Document –
____________________
Resources - Essays
Money, Banking, and Biblical Ethics
By Ronald H. Nash
This essay will argue that there is no inconsistency between concern with a sound theory of money and banking and the properly informed concerns of Christians who wish to be faithful to the Biblical message:
Do not store up for yourselves treasures on earth, where moth and rust destroy, and where thieves break in and steal. But store up for yourselves treasures in heaven, where moth and rust do not destroy, and where thieves do not break in and steal. For where your treasure is, there your heart will be also. (Matthew 6:19-21, New International Version of the Bible).
Christians have a number of obvious obligations to other people. They have a duty to share their faith, that is, to tell others what God, through Christ, has done for his people. But they also have a Christian obligation to put their faith into practice within the social sphere. When I become aware of evils in society, I have a Christian obligation to speak out, to try to persuade others that certain activities in society are wrong. And I have the duty to act in ways that will ease or eliminate those social evils. [1] The Christian faith is not only a religion that tells us how we may find peace with God; it is also a total world and life view that holds implications for every area of life. [2] These implications touch such supposedly secular areas of life as politics and economics. [3]
We are here to talk about ways in which governments around the world cause great moral and social evil through their monetary and banking policies. Such governments do enormous harm to the middle class through the games they play with their nation's money. Obviously, such governmental policies will result in even greater injury to poor people.
But economics is more than bad theory. Bad economics always results in political and economic practices that injure the poor. Christians need to realize that a proper fulfillment of their Christian obligations includes taking action against harmful social policies, which will include the kinds of theories about money and banking that I'll be discussing throughout this paper. It should be noted that one of the governments that follows such policies is the United States.
There are at least two sets of reasons why the subject of this essay ought to be important to committed, thinking Christians. The first set of reasons can be subsumed under the word truth. Christianity is a religion that takes truth seriously. [4] Whether or not a belief or practice has any significant effect on other humans, a reflective Christian will want to be sure that his beliefs on any subject are true. This concern with the truth must go beyond religious, spiritual, and moral matters and include areas of life that some Christians regard as less important because they are "secular."
The Christian's inescapable obligation to discover and follow truth also entails a duty to interpret the Bible correctly. A number of recent publications by Christians whose sincerity need not be doubted clearly misinterpret and then misuse the Bible in the service of eccentric social and political theories. One example of such a book is Jacques Ellul's Money and Power. [5] Ellul is a highly regarded European Christian who has authored many fine books over the years. His Money and Power is one regrettable exception to his otherwise fine track record.
One central claim of Ellul's book is that money is intrinsically evil. Ellul's thesis, however, is quite amazing when one realizes that it appears in a book that requires thousands of exchanges of this intrinsically evil substance called money for its dissemination. Even if we assume that Ellul might have written his book without any promises of royalties (money), InterVarsity Press would never have gone to the expense (money again) of issuing the book without some expectation of receiving enough money to cover more than its costs. Book sellers would not stock the book without some confidence that customers would be willing to exchange their evil money in what Ellul describes as the evil process of buying and selling.
____________________
What you are asked to do – Set down, word for word, the portion of the essay on money and banking that begins at the words "One central claim" and ends after the words "buying and selling.".
____________________
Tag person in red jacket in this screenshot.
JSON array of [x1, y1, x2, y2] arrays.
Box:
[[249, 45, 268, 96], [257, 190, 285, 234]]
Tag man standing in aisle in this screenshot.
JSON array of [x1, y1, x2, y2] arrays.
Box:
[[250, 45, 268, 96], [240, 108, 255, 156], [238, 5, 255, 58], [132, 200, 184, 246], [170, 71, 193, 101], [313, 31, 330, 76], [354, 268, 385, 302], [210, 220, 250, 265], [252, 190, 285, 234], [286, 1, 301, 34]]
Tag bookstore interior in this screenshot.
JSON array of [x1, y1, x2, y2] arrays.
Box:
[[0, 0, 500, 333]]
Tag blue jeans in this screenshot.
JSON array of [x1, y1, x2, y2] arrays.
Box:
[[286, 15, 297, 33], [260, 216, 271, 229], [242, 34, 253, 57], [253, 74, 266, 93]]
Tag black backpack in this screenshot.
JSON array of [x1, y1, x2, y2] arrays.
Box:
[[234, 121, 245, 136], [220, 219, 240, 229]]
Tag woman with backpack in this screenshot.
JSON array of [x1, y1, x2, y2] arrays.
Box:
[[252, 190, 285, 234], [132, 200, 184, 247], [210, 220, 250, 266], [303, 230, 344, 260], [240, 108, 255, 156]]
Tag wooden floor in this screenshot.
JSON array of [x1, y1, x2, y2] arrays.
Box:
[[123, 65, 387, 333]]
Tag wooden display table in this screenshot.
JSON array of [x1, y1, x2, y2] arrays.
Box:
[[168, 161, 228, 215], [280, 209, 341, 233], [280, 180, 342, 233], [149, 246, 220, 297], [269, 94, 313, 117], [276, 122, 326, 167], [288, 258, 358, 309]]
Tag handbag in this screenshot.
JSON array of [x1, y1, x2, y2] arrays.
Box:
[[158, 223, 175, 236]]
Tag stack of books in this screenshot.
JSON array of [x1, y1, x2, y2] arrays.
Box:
____________________
Expected answer –
One central claim of Ellul's book is that money is intrinsically evil. Ellul's thesis, however, is quite amazing when one realizes that it appears in a book that requires thousands of exchanges of this intrinsically evil substance called money for its dissemination. Even if we assume that Ellul might have written his book without any promises of royalties (money), InterVarsity Press would never have gone to the expense (money again) of issuing the book without some expectation of receiving enough money to cover more than its costs. Book sellers would not stock the book without some confidence that customers would be willing to exchange their evil money in what Ellul describes as the evil process of buying and selling.